CHALLENGE ->
Copy these lines word for word, from the line with "of the clear" up to and including the line with "[(452, 111)]".

SUPPLIED RECORDS ->
━━━━━━

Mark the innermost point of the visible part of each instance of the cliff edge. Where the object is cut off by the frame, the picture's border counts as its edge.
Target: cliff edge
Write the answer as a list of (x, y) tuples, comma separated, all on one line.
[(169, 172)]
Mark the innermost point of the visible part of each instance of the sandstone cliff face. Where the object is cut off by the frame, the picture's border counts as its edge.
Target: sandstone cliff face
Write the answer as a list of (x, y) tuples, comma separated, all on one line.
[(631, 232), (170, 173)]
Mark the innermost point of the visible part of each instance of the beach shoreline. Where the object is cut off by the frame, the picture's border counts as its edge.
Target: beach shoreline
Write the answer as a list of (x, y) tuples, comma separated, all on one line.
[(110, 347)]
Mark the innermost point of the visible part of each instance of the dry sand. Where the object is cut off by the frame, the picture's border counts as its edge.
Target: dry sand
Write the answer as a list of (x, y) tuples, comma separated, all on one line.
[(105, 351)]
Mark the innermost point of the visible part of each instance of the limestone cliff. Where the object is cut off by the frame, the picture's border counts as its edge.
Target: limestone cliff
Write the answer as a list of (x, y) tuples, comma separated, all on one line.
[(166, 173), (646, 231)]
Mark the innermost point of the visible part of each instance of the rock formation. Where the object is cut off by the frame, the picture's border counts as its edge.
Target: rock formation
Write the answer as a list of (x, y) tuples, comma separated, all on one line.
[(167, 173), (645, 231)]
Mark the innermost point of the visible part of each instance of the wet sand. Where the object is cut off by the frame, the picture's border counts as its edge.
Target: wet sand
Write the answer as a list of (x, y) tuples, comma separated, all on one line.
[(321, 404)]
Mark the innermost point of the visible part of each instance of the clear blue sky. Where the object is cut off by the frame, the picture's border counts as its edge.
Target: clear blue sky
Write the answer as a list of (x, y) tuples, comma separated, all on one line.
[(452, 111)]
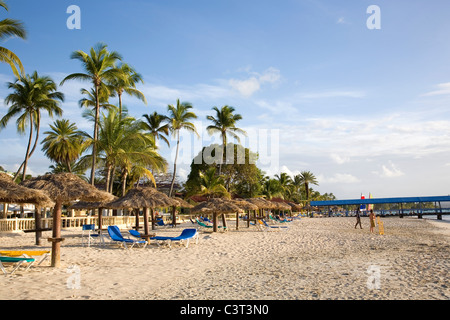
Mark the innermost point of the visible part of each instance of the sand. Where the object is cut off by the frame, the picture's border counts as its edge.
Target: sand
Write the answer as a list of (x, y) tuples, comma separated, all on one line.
[(320, 258)]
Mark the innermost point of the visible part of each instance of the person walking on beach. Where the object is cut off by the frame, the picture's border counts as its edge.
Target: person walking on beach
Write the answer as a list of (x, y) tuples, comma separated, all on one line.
[(358, 219), (372, 220)]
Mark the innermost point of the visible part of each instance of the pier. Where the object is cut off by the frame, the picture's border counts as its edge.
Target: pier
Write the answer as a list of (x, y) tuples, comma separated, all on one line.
[(420, 211)]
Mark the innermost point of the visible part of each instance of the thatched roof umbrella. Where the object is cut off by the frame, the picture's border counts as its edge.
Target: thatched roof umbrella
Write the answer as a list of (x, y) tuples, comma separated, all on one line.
[(245, 205), (295, 206), (281, 205), (92, 205), (64, 188), (181, 203), (11, 192), (146, 198), (216, 206)]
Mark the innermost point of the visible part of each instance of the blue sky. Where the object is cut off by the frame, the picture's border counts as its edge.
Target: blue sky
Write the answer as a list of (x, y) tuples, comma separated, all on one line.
[(364, 110)]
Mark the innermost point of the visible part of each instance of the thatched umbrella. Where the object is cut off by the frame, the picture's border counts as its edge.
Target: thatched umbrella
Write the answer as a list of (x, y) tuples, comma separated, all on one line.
[(181, 203), (245, 205), (216, 206), (281, 205), (146, 198), (95, 205), (11, 192), (295, 206), (64, 188)]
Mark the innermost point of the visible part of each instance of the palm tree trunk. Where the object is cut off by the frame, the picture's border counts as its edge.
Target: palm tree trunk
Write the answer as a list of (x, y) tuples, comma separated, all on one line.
[(94, 149), (108, 177), (111, 183), (34, 146), (175, 165), (28, 148), (120, 105), (224, 142), (124, 181)]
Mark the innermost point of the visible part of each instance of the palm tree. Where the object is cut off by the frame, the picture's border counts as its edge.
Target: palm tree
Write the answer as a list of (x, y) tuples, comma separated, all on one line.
[(285, 182), (100, 68), (11, 28), (211, 185), (123, 144), (64, 143), (271, 188), (178, 119), (127, 83), (308, 178), (31, 95), (154, 124), (225, 123)]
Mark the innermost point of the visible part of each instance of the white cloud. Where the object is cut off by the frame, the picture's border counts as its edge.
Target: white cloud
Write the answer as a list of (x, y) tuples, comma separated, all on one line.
[(443, 89), (338, 178), (339, 159), (389, 172), (247, 87), (333, 94)]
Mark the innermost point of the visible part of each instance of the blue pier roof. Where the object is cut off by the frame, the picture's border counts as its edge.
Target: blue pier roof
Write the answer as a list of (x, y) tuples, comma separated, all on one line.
[(380, 200)]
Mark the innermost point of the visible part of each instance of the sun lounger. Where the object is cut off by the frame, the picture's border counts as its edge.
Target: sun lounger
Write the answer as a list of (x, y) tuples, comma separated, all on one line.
[(186, 235), (27, 254), (88, 230), (160, 222), (16, 261), (267, 227), (116, 235), (208, 226)]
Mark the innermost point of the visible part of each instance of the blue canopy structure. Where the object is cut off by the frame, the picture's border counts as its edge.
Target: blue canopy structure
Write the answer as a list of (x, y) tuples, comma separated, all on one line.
[(380, 200)]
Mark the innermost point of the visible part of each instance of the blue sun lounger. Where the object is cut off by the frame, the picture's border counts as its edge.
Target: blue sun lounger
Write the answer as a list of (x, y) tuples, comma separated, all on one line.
[(116, 235), (267, 227), (17, 261), (186, 235)]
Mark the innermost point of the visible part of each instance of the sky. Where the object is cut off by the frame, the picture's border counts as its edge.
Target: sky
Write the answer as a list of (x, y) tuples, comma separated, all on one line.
[(365, 110)]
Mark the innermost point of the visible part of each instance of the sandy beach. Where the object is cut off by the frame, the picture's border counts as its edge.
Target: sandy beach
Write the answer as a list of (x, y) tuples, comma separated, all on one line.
[(320, 258)]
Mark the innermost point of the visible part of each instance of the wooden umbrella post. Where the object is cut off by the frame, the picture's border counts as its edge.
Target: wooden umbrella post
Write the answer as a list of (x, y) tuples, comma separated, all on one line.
[(215, 221), (38, 224), (152, 216), (146, 231), (174, 216), (224, 221), (136, 212), (100, 220), (56, 235)]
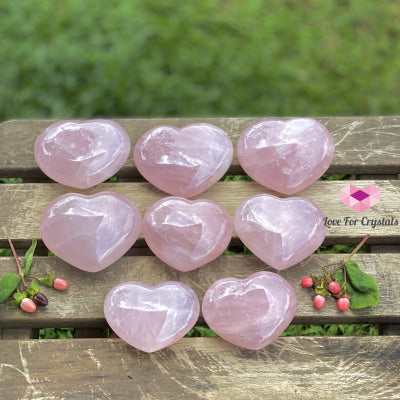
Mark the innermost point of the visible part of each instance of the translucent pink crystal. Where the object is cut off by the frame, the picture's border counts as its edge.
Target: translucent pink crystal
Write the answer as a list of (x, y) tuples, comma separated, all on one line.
[(151, 317), (184, 162), (90, 232), (252, 312), (187, 234), (286, 156), (281, 232), (82, 154)]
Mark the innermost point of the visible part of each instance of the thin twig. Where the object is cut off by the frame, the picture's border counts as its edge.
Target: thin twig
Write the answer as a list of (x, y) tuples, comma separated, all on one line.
[(21, 272)]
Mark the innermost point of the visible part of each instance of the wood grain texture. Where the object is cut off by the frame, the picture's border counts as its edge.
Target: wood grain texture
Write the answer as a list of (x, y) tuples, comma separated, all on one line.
[(363, 144), (202, 368), (23, 204), (82, 304)]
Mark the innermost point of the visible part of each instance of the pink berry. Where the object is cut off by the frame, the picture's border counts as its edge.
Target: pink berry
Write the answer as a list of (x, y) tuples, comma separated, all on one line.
[(60, 284), (319, 301), (334, 287), (307, 282), (343, 303), (27, 305)]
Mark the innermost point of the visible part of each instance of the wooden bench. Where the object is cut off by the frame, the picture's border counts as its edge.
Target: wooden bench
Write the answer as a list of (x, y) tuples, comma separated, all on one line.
[(93, 366)]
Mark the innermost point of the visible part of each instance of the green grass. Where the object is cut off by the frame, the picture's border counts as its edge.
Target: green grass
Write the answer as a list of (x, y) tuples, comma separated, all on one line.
[(131, 58)]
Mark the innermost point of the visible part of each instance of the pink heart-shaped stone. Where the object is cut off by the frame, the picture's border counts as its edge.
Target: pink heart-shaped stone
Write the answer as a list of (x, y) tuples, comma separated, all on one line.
[(286, 156), (187, 234), (151, 317), (252, 312), (184, 162), (82, 154), (90, 232), (281, 232)]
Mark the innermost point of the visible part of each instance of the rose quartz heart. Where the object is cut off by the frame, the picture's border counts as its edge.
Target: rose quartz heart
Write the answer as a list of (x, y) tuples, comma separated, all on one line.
[(184, 162), (252, 312), (151, 317), (90, 232), (286, 156), (187, 234), (82, 154), (281, 232)]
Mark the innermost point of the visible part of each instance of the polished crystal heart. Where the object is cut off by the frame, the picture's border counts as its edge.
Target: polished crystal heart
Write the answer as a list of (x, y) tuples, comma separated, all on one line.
[(90, 232), (82, 154), (252, 312), (286, 156), (281, 232), (187, 234), (151, 317), (184, 162)]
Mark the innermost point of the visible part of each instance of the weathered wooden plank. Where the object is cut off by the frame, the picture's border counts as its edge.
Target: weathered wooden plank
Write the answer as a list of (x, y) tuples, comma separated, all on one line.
[(202, 368), (18, 334), (82, 304), (363, 144), (23, 204)]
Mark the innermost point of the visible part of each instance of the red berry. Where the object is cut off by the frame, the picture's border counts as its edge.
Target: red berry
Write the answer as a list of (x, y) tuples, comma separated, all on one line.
[(27, 305), (334, 287), (343, 303), (307, 282), (319, 301), (60, 284), (40, 300)]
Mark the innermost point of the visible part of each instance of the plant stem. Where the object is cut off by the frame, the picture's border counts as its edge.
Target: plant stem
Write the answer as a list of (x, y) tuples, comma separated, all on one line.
[(21, 273), (356, 249)]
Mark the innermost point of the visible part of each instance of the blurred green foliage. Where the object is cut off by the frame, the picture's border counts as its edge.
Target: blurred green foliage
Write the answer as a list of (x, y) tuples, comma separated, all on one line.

━━━━━━

EXPECTED ANSWER ->
Mark the innermost point of the visible part of each instance of the clear blue sky. Where the object is cut off by the frame, the picture's border counts as its edge.
Target: clear blue sky
Write the answer as a list of (x, y) tuples, comma separated, all on one line.
[(452, 111)]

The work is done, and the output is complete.